(TEXT UNDER STUDY)
I remember he had this wax build-up in his ears, and whenever we went to see him, I used to put these drops in for him. I don’t know why I thought it was my job, I just did it. I suppose it probably had something to do with the immense pity I felt for him. This vicious, powerful, frightening man had become a child.
‘Dad,’ said Jack one day. ‘When you’re on the telly, d’you think people are laughing with you or at you?’
The question had obviously been bothering him for a while.
‘Y’know what,’ I said to him, ‘as long as they’re laughing, I don’t care.’
‘But why, Dad? Why would you want to be a clown?’
‘Because I’ve always been able to laugh at myself, Jack. Humour has kept me alive over all these years.’
And it’s true, y’know. I mean, it doesn’t take much to rattle my cage, either—although, as I’m getting older, I increasingly think, Fuck it, what’s the point, it’ll all work out one way or another—but humour has saved my life too many times to count. And it didn’t start with The Osbournes . Even in Black Sabbath, I was the clown. I was always the one making the others crack up.
(End TEXT UNDER STUDY)
- **PROBLEM TO WORK ON**
Transcribe word for word the stretch of the memoir passage from "I remember he" through "for a while.". The material after this point stands apart from the memoir passage.
(DATA BELOW)
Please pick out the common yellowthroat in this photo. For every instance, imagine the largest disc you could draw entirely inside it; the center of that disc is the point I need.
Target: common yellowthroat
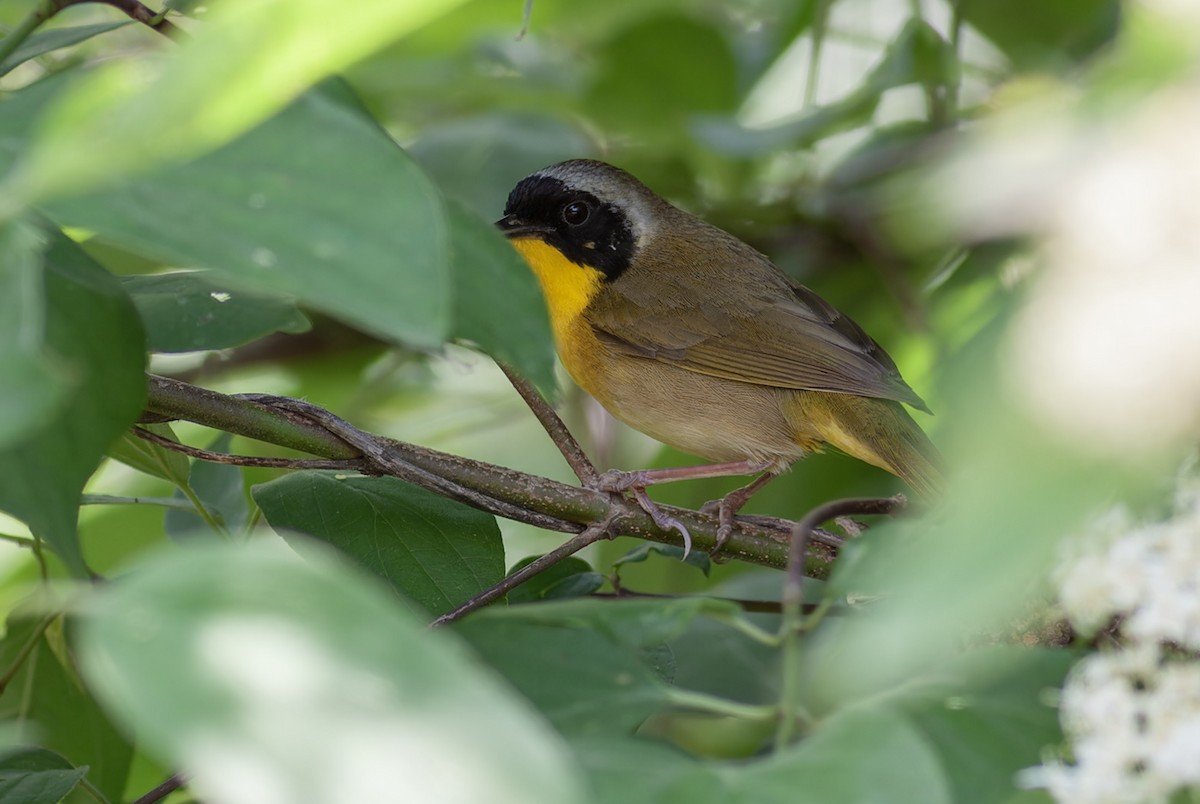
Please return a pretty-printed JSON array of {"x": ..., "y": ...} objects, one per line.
[{"x": 689, "y": 335}]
(End DATA BELOW)
- **WRITTEN RESPONSE**
I remember he had this wax build-up in his ears, and whenever we went to see him, I used to put these drops in for him. I don’t know why I thought it was my job, I just did it. I suppose it probably had something to do with the immense pity I felt for him. This vicious, powerful, frightening man had become a child.
‘Dad,’ said Jack one day. ‘When you’re on the telly, d’you think people are laughing with you or at you?’
The question had obviously been bothering him for a while.